■ Required work: In the article about the Greenfield-Central girls bowling team, what place did the Cougars finish at the state tournament that earned them their 2020 nationals spot?

No denying: Cougar bowlers vie for national title in Dayton

0
634
Greenfield-Central's Girls Bowling team from left: Macy Huber, Kayla Blaszak-Trice, Lauren Sherman, Cassie Knapp and Elyssa Colwell. Wednesday, June 16, 2021. ( Tom Russo | Daily Reporter)

GREENFIELD — For the second straight year, Greenfield-Central’s girls bowling team qualified for the national championships.

This time, they will be able to go.

The 2020 U.S. High School Bowling National Championship was canceled due to COVID-19 concerns.

The Cougars had earned the spot by placing sixth in the state tournament.

Qualifying and not being able to compete was quite a disappointment. It was also extra motivation to try to qualify again, with hopes the tournament would still take place.

“It was one of the hardest pills to swallow knowing that opportunity was taken away from them,” Charlton Cavette, the G-C bowling program coordinator, said. “Getting that email (from the U.S. High School Bowling Association), it stunk. It put a damper on a lot of things. A lot of tears were shed.

I think they took that for what it was worth. Yes, it was a sad moment, but it added more fire to everybody, including the coaches.”

There were no seniors on the 2020 team, so G-C was returning a very strong roster. After getting through sectional, regional and semistate competitions, the squad went on to the state finals.

The Cougars earned a third-place finish and an opportunity to go to nationals, again, which is on schedule to take place this weekend.

■ Source material:
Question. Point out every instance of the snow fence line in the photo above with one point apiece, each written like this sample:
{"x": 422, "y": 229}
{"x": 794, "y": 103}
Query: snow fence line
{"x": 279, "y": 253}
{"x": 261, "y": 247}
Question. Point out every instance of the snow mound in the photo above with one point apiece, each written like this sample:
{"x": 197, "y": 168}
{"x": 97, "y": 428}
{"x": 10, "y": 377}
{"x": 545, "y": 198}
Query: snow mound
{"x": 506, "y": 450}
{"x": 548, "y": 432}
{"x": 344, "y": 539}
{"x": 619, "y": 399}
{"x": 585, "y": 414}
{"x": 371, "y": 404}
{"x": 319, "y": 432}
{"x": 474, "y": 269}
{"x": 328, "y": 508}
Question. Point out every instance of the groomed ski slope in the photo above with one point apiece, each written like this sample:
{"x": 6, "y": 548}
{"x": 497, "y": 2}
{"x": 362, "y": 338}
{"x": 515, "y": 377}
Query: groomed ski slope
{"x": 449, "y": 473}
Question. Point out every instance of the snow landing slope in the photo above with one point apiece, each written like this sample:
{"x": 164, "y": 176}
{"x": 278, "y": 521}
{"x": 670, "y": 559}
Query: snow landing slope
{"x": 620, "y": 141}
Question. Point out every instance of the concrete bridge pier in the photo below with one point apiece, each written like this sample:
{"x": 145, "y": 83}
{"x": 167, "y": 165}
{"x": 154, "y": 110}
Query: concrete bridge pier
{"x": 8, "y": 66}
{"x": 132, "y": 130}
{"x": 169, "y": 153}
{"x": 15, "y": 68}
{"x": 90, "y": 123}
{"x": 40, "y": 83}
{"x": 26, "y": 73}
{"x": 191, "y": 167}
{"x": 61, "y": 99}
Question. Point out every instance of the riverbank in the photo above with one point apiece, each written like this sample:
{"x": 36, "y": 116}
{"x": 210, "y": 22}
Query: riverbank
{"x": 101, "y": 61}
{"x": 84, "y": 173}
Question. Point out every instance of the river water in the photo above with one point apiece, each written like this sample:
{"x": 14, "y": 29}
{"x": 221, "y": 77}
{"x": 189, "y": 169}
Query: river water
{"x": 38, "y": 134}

■ Response: Sixth place.